**Problem details**. According to the furnace filter text, what were furnace filters originally designed to do?

**Page excerpt**.
━━━━━━━━━━━━━━━━
As far as home improvement gear goes, furnace filters are admittedly among the least, um… exciting. There’s none of the danger and raw efficacy of power tools, none of the visual impact of perfectly mitered crown molding, and certainly none of the reassurance that accompanies big investments like new windows or new roofing.
But there can be big impact even in little things, and finding the right furnace filter can not only save money, but also improve air quality. Originally, filters were designed to protect the moving parts of the furnace itself, but thanks to technological advancements, filters now prevent harmful particles from cycling back into the air that you breathe at home.
Below are five common options, available in all sizes and budgets. The Minimum Efficiency Reporting Values (MERV) scale rates the efficiency on a scale of 1-20.
━━━━━━━━━━━━━━━━
Object pointing dataset rows
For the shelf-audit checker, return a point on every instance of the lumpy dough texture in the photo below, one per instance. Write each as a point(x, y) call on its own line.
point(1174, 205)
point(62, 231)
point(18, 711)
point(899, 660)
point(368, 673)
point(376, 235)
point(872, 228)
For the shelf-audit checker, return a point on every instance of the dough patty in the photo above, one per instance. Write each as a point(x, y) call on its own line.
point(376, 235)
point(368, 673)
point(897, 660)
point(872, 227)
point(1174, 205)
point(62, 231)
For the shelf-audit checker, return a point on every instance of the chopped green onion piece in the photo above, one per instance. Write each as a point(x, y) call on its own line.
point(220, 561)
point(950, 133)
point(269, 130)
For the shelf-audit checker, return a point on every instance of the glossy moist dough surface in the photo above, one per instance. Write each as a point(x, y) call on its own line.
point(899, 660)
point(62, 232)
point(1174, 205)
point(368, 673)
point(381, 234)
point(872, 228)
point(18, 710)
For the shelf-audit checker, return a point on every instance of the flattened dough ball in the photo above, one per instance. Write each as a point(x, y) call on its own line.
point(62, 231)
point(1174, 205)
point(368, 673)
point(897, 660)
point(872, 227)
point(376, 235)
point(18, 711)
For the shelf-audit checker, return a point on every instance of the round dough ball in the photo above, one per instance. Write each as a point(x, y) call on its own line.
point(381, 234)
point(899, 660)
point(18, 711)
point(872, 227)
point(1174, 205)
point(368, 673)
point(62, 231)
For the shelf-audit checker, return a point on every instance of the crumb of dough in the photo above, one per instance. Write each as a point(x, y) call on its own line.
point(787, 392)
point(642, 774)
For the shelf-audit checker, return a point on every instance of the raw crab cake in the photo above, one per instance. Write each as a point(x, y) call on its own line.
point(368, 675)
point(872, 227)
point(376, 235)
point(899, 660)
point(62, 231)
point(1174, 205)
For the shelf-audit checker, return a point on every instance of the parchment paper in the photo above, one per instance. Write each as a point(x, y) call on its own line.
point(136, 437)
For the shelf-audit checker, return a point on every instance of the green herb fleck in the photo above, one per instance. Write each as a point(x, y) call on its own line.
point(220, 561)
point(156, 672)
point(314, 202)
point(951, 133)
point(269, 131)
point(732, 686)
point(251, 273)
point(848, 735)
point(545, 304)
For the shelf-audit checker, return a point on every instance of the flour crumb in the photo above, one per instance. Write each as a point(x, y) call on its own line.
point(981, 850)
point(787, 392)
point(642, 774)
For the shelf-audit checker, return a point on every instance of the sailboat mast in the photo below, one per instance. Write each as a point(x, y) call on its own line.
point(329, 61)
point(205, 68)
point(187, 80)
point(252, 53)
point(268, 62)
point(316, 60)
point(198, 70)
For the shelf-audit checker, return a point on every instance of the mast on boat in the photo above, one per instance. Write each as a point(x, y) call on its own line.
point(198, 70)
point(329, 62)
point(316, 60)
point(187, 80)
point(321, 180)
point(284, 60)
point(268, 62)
━━━━━━━━━━━━━━━━
**Task output**. They were originally designed to protect the moving parts of the furnace itself.